=== GOAL 1 ===
Repeat word for word the passage of the article about Huan Liu that runs from "His work attracts" to "and many more.".

** start of TEXT SEGMENT **

Huan Liu has built a renowned research career in the areas of social computing, data mining and artificial intelligence by letting his doctoral students lead the way.

“I think young people are more active, more creative,” says Liu, a professor of computer science and engineering in Arizona State University’s Ira A. Fulton Schools of Engineering. “But I can help them with my experience.”

As an AI researcher, Liu’s expertise focuses on discovering actionable patterns or insights from data, particularly social media data — a challenging type of information to work with.

His work attracts high-achieving students because, as users of social media, they know which problems they can solve, including tackling online issues like fake news, cyberbullying, data privacy, thwarting malicious users and many more.

Together, Liu and his students are connecting the dots in social media data and making strides in improving our digital lives in a number of ways via AI.

From two to many

Liu takes an unconventional approach to working with doctoral students. When they join the School of Computing, Informatics, and Decision Systems Engineering, one of the six Fulton Schools, students choose from two general starting points for their doctoral research: feature selection for data mining or social computing.

From there, it’s up to each student to come up with a particular focus and make it their own. Whatever they end up with, Liu lets students take their projects with them into high-achieving careers in academia and industry while he starts all over again on a different focus with each new doctoral student.

Through this dynamic approach, Liu is building an influential and diverse body of research in these two areas.

** end of TEXT SEGMENT **
** start of SOURCE MATERIAL **

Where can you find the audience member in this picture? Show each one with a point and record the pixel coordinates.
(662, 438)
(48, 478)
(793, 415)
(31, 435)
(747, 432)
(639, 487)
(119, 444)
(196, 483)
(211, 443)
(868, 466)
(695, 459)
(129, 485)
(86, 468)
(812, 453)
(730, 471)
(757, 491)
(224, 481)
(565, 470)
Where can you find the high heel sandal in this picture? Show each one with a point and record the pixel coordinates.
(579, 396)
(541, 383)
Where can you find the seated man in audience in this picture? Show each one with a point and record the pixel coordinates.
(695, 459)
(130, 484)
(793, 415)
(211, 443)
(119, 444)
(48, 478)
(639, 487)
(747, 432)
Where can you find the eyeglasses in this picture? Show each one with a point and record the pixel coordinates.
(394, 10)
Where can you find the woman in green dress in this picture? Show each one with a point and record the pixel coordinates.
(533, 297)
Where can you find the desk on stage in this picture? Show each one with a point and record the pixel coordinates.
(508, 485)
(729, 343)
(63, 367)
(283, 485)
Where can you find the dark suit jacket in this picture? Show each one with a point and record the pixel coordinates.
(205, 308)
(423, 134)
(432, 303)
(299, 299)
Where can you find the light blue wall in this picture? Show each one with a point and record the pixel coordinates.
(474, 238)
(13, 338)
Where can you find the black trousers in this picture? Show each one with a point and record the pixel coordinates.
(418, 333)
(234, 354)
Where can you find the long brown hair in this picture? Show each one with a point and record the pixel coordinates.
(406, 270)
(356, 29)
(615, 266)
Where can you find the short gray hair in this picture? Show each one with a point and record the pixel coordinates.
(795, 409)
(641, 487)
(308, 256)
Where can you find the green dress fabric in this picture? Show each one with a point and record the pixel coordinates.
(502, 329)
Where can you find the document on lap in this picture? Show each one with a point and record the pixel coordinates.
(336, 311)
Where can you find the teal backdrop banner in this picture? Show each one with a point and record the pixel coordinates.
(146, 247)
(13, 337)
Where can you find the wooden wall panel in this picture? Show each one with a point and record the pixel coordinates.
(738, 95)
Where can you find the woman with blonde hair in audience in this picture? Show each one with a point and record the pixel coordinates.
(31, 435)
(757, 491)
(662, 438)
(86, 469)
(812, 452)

** end of SOURCE MATERIAL **
** start of SOURCE MATERIAL **

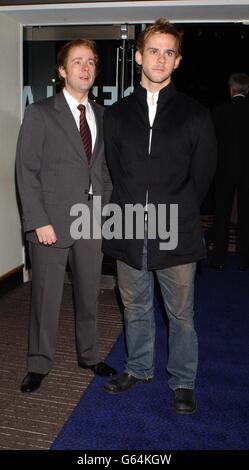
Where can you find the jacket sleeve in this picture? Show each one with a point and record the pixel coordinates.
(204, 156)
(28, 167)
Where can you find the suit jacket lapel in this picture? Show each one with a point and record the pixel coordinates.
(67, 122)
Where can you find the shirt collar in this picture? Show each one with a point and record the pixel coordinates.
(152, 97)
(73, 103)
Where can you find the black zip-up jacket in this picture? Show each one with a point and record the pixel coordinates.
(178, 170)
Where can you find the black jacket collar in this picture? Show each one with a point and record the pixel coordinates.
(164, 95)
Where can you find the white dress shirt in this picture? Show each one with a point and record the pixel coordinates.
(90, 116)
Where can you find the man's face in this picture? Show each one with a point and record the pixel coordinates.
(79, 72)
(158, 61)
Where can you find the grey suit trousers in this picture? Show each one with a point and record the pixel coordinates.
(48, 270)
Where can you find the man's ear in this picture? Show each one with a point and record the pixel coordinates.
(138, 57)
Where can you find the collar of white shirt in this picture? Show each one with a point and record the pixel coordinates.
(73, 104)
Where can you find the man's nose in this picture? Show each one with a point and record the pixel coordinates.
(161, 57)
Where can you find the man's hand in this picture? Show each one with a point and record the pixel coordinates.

** end of SOURCE MATERIAL **

=== GOAL 2 ===
Reproduce the records without any change, from the line with "Where can you find the black jacket" to the line with "Where can you find the man's hand", including both of those lines.

=== CORRECT ANSWER 1 ===
His work attracts high-achieving students because, as users of social media, they know which problems they can solve, including tackling online issues like fake news, cyberbullying, data privacy, thwarting malicious users and many more.

=== CORRECT ANSWER 2 ===
Where can you find the black jacket collar in this picture? Show each one with a point and record the pixel coordinates.
(164, 95)
Where can you find the white dress shirt in this picture? Show each one with a point and record the pixel coordinates.
(90, 116)
Where can you find the man's face in this picture? Show each one with a point and record the pixel coordinates.
(79, 72)
(158, 61)
Where can you find the grey suit trousers in this picture? Show each one with a point and record the pixel coordinates.
(48, 270)
Where can you find the man's ear in this picture? Show each one with a point and record the pixel coordinates.
(138, 57)
Where can you find the collar of white shirt in this picture? Show each one with a point and record the pixel coordinates.
(73, 104)
Where can you find the man's nose in this picture? Show each one with a point and record the pixel coordinates.
(161, 57)
Where can you find the man's hand in this picture? Show each one with a point and record the pixel coordinates.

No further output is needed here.